## Written task
Copy each line of the data below exactly, leaving out pictures.

===== Data entries

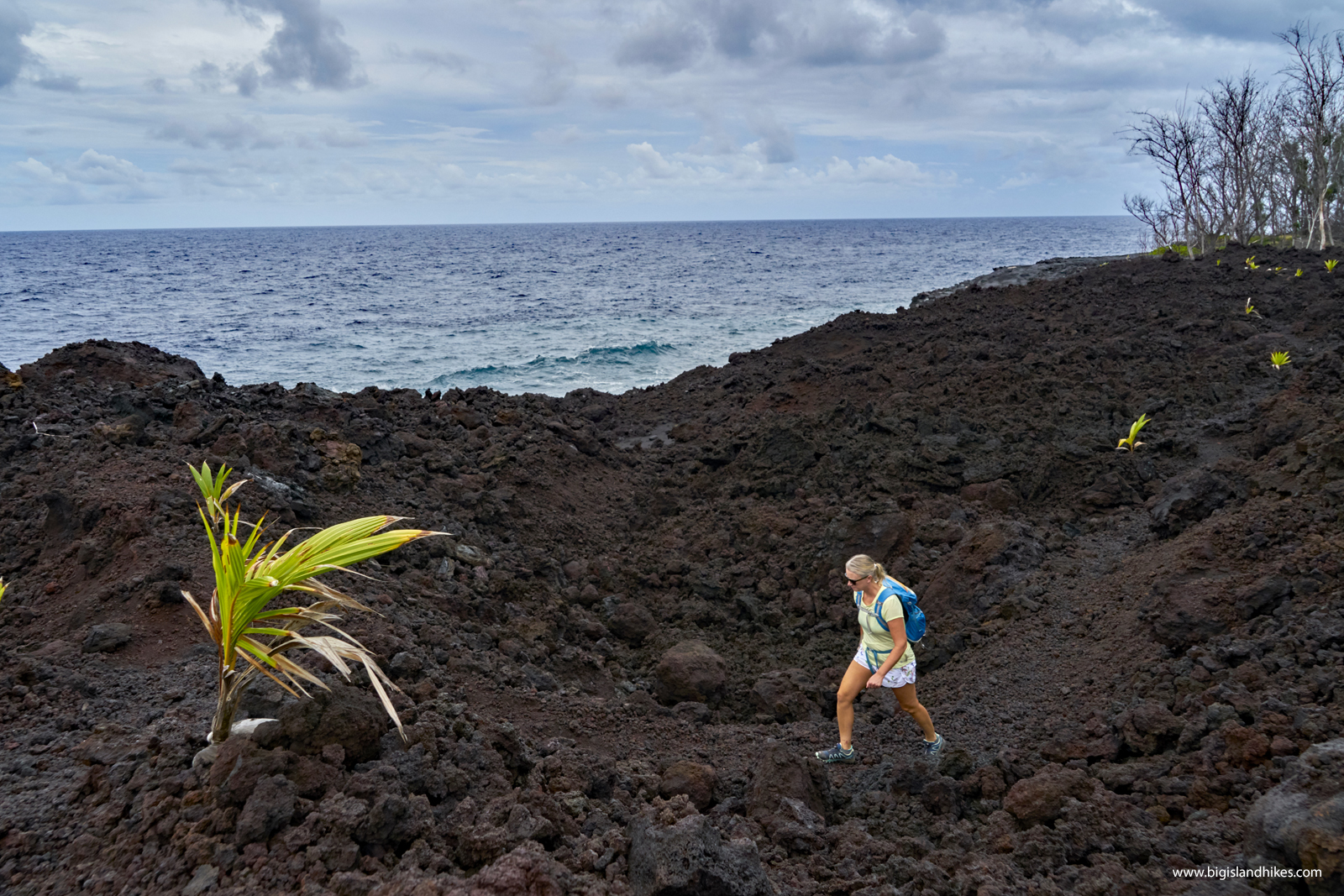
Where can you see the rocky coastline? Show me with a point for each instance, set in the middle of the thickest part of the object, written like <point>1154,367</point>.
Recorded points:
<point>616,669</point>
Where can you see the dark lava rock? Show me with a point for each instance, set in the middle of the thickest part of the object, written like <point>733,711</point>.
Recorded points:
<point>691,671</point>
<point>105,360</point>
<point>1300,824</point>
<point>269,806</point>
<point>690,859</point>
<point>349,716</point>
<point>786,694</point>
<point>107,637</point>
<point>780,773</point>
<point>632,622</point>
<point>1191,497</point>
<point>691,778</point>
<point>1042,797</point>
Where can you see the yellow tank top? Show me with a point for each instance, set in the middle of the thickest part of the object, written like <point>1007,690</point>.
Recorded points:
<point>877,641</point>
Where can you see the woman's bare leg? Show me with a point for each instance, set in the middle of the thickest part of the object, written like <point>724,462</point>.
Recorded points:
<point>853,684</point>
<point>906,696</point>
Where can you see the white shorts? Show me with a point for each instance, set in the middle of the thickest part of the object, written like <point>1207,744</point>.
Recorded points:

==========

## Correct result
Where can you see the rocky coastline? Show me with a point for each instance, set in the middle of the thickest part of the object, written like <point>1154,367</point>.
Recorded points:
<point>616,669</point>
Where can you see the dark lava rock? Show me with a point for each instance, set in the middle of the thickest part of the object, written like <point>733,711</point>.
Recorded points:
<point>691,671</point>
<point>105,360</point>
<point>1300,824</point>
<point>269,806</point>
<point>690,859</point>
<point>349,716</point>
<point>786,694</point>
<point>107,637</point>
<point>780,773</point>
<point>632,622</point>
<point>1191,497</point>
<point>691,778</point>
<point>1042,797</point>
Where can you see the yellow tank top? Show me with a point for each instance, set in the middle of the thickest part of the object, written like <point>1007,690</point>.
Recorded points:
<point>877,641</point>
Where can you see the woman's bare leg? Show me with a point for each instance, set in the middle of the thickest part of the object, written like <point>724,462</point>.
Recorded points:
<point>853,684</point>
<point>906,696</point>
Where can you see the white shorts? Show me with a point for each instance, set in the middle of the thickest part of the object, written like <point>1207,744</point>.
Recorded points:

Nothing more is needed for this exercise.